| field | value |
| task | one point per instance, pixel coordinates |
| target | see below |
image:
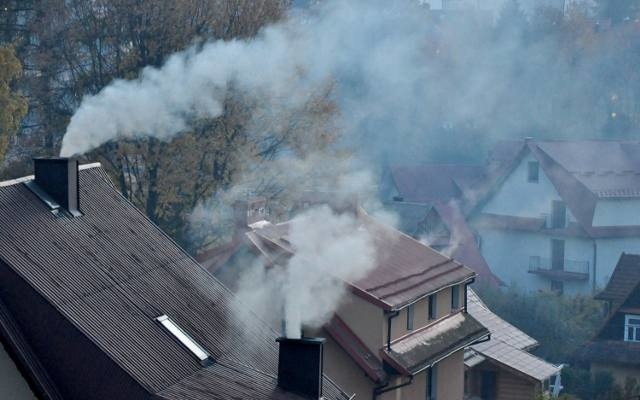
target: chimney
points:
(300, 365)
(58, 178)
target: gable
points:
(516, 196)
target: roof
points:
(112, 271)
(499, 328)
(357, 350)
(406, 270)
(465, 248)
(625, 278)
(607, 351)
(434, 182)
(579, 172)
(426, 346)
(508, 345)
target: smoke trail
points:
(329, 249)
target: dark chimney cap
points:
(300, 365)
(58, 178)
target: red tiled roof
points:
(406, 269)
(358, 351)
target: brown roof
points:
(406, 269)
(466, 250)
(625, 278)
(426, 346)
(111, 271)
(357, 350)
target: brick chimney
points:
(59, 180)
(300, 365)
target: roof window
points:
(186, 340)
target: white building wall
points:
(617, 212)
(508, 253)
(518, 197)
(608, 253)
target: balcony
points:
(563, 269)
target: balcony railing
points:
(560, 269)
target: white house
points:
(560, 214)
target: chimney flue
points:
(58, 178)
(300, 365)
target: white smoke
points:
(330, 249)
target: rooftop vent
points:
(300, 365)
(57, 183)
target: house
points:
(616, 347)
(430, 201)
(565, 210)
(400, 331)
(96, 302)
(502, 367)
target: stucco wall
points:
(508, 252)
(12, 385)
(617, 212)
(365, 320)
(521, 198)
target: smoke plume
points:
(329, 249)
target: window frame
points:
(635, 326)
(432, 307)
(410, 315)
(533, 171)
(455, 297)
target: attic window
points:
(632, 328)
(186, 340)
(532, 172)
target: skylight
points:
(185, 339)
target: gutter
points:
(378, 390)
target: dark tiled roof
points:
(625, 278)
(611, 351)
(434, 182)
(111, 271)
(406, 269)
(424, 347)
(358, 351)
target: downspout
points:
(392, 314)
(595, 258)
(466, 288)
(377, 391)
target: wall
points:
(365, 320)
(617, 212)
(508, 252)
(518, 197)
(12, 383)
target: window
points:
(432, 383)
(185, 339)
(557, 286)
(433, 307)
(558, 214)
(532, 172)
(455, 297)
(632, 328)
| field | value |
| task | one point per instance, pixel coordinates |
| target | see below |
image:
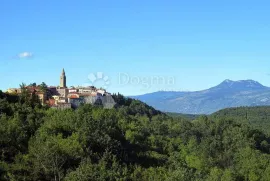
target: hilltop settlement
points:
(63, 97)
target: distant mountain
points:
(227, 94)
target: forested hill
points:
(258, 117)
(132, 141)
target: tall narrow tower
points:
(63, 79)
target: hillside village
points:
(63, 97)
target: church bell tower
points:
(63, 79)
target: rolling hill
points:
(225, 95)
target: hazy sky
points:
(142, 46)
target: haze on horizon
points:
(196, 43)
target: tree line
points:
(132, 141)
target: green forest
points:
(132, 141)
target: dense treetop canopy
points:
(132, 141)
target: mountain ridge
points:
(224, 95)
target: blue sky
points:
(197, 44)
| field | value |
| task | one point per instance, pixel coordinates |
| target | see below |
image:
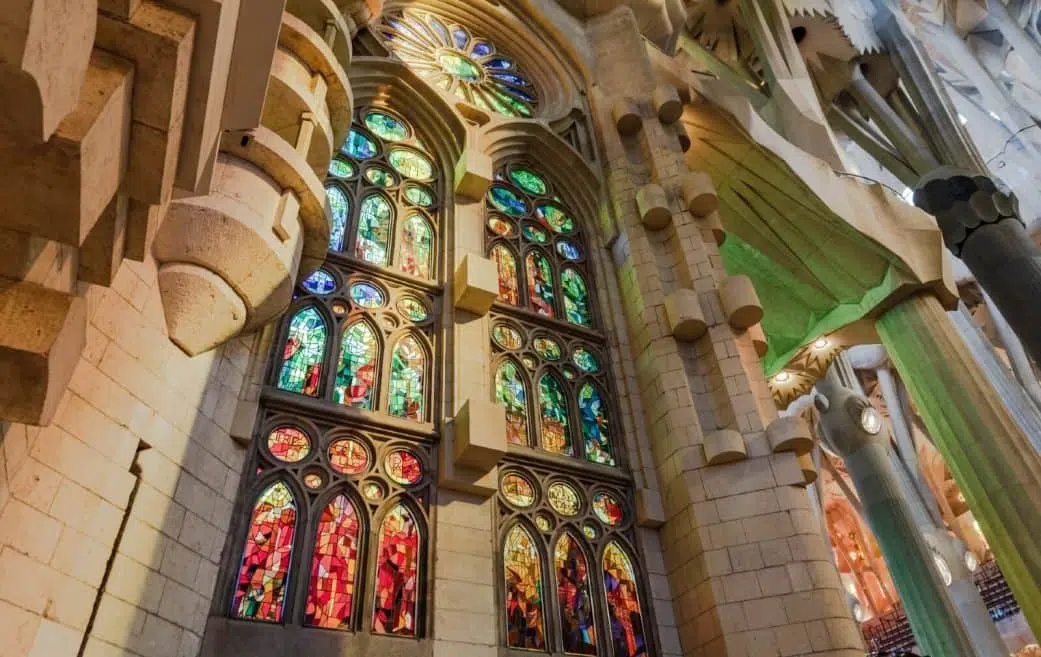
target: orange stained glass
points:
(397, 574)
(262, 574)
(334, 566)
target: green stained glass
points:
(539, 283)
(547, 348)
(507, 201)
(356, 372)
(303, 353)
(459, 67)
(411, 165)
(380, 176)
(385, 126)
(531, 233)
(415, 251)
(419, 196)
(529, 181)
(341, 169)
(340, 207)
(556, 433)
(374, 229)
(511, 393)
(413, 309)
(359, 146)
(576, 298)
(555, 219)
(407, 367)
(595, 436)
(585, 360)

- Assigned task: Which of the lines above include the word "mountain"? Copy each of them.

- Solved problem:
target: distant mountain
target: mountain ridge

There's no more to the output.